__TASK DESCRIPTION__. Copy out all of the material, matching it word for word.

***** SUPPLIED MATERIAL *****

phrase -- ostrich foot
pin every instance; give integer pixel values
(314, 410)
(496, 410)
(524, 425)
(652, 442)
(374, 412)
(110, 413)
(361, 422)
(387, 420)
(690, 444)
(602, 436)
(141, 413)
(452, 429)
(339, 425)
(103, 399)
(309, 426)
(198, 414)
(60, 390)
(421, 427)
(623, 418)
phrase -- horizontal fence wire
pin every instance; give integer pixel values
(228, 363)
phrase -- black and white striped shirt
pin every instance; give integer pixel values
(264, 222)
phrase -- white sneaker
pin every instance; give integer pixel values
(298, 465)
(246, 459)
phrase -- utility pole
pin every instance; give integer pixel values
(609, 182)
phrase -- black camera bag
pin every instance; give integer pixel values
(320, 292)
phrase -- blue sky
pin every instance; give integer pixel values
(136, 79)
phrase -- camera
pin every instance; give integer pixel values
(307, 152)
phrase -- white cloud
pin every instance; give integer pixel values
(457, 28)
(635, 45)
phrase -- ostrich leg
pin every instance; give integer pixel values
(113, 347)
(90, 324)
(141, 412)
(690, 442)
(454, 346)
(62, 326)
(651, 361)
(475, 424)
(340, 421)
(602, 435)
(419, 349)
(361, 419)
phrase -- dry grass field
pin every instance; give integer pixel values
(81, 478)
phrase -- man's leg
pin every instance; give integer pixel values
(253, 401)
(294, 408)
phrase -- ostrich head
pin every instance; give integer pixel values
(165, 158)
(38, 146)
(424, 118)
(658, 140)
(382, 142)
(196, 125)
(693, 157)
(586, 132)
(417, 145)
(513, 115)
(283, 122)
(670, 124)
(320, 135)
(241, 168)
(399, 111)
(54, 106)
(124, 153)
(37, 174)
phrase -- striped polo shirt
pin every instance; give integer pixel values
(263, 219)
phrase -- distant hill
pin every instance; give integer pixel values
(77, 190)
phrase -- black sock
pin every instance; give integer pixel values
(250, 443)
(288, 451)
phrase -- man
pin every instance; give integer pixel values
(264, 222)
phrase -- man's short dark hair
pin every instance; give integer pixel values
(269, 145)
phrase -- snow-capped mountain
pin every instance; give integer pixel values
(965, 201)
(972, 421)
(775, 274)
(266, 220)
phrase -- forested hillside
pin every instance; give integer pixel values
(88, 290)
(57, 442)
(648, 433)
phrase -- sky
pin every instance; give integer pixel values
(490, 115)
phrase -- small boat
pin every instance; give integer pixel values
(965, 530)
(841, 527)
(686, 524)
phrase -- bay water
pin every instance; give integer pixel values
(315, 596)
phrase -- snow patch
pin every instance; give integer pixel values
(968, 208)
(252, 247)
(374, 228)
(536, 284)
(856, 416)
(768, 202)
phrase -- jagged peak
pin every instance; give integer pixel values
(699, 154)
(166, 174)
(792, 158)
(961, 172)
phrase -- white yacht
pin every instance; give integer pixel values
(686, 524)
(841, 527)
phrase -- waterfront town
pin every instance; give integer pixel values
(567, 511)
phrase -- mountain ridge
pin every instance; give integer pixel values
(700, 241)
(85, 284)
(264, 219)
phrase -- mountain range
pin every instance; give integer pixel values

*****

__ANSWER TO THIS EXERCISE__.
phrase -- ostrich foot
pin every instance; give integer pixel values
(314, 410)
(496, 410)
(524, 425)
(652, 442)
(374, 412)
(110, 413)
(361, 422)
(387, 420)
(690, 444)
(602, 436)
(141, 413)
(452, 429)
(339, 425)
(103, 399)
(309, 426)
(198, 414)
(60, 390)
(421, 427)
(623, 418)
phrase -- horizontal fence wire
pin every instance; give integer pixel values
(228, 363)
phrase -- black and white striped shirt
pin every instance; give integer pixel values
(264, 222)
phrase -- white sneaker
pin every instance; give integer pixel values
(298, 465)
(246, 459)
phrase -- utility pole
pin every instance; give integer pixel values
(609, 182)
phrase -- black camera bag
pin every instance; give integer pixel values
(320, 292)
phrase -- blue sky
pin every instance; give integer pixel values
(136, 79)
phrase -- camera
pin every instance; give integer pixel values
(307, 152)
phrase -- white cloud
pin every instance; give integer pixel values
(457, 28)
(635, 45)
phrase -- ostrich leg
pin every instance; give integer pixel values
(113, 347)
(90, 324)
(141, 412)
(690, 442)
(454, 346)
(62, 326)
(651, 361)
(475, 424)
(340, 421)
(602, 435)
(419, 349)
(361, 419)
phrase -- dry grass field
pin every instance; give integer pixel values
(81, 478)
phrase -- man's leg
pin every instance; give integer pixel values
(253, 401)
(294, 408)
phrase -- ostrich head
pin every instance; give integer pixel values
(165, 158)
(38, 146)
(424, 118)
(658, 140)
(382, 142)
(196, 125)
(693, 157)
(586, 132)
(417, 145)
(513, 115)
(283, 122)
(670, 124)
(320, 135)
(241, 168)
(399, 111)
(54, 106)
(124, 153)
(37, 174)
phrase -- striped polo shirt
pin every instance; give integer pixel values
(263, 219)
phrase -- distant hill
pin every instance; give integer pixel values
(77, 190)
phrase -- black sock
pin every instance; give integer pixel values
(250, 443)
(288, 451)
phrase -- man
pin every instance; give integer pixel values
(264, 222)
phrase -- man's short dark hair
pin every instance; give integer pixel values
(269, 145)
phrase -- snow-capped mountain
pin every instance; give integer pixel values
(965, 201)
(972, 421)
(775, 274)
(266, 220)
phrase -- forested hillside
pin every instance; give integer pixel values
(88, 290)
(57, 442)
(648, 433)
phrase -- sky
pin every instance; give integer pixel values
(490, 115)
phrase -- small boat
pin every instance; give integer pixel values
(965, 530)
(841, 527)
(686, 524)
phrase -- bay water
pin every instance; give integer pixel values
(315, 596)
phrase -- snow patch
pin every instance; give integer pixel values
(968, 208)
(252, 247)
(374, 228)
(536, 284)
(856, 416)
(768, 202)
phrase -- jagged peak
pin every instance; give integer pixel values
(699, 154)
(166, 174)
(792, 158)
(961, 172)
phrase -- white yacht
pin every instance; give integer pixel values
(686, 524)
(841, 527)
phrase -- waterfront town
pin every instance; give integer pixel values
(567, 511)
phrase -- mountain ridge
pin every instance; give integer pixel values
(700, 241)
(85, 284)
(264, 219)
phrase -- mountain range
pin every instance; give integer pixel values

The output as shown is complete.